## DIRECTIVE
How many lines in the data below contain the word "distant"? Reply with the number only.

## ENTRIES SUPPLIED
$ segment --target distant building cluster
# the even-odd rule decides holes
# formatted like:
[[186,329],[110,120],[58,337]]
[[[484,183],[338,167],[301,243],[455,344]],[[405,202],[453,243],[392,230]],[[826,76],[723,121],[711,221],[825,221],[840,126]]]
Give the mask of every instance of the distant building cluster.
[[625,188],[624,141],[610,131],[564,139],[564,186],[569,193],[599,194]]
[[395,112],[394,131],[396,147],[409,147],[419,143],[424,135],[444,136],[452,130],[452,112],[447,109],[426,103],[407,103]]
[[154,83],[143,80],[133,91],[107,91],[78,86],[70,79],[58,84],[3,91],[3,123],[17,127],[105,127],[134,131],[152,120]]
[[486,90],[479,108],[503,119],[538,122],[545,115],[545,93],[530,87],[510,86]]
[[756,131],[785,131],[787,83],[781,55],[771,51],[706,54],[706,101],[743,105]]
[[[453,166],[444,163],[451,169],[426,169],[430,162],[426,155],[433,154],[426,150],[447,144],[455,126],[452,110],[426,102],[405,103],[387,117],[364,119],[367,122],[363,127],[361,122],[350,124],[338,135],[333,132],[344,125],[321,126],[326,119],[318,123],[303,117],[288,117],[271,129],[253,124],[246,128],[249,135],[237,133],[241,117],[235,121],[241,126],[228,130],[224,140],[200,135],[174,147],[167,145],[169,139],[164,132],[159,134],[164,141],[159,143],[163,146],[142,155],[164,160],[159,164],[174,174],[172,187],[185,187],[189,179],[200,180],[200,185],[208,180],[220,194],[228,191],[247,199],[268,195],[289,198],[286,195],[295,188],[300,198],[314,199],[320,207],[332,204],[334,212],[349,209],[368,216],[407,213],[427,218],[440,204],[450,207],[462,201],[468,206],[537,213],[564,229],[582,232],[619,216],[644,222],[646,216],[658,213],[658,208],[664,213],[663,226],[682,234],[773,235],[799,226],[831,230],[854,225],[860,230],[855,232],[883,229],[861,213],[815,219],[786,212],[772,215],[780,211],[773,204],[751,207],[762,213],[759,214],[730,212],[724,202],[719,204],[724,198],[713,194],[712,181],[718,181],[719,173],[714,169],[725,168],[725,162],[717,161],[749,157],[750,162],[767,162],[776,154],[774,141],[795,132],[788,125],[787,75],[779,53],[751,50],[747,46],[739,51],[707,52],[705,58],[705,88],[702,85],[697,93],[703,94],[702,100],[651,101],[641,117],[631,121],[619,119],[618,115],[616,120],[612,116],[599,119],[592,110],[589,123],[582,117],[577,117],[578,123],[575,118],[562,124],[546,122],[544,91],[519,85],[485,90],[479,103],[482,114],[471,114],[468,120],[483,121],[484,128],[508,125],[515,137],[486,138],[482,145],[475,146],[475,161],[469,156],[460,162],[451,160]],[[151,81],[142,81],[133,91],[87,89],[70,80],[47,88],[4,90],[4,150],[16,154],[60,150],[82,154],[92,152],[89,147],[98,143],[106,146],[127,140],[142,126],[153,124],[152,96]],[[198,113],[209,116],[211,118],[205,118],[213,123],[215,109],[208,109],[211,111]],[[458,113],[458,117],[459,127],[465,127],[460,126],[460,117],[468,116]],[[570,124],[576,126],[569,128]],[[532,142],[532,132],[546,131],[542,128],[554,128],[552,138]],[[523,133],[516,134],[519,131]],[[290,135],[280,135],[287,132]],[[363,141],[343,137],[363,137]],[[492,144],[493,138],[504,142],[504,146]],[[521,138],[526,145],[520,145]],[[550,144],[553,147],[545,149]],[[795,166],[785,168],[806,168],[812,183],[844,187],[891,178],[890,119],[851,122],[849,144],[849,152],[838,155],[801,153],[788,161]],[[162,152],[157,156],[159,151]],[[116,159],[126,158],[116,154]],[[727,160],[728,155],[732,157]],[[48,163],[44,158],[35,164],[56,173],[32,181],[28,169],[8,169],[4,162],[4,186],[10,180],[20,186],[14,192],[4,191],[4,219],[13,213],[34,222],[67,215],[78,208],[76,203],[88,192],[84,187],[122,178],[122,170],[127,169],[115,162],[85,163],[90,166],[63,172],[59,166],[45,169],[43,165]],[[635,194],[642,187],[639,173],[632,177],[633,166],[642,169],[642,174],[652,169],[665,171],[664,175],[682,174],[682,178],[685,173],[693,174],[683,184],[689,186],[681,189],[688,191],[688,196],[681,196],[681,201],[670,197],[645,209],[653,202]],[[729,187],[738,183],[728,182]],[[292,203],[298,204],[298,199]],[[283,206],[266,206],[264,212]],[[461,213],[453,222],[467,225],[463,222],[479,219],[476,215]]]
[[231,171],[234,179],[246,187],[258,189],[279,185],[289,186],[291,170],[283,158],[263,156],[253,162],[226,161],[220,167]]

## TASK OUTPUT
2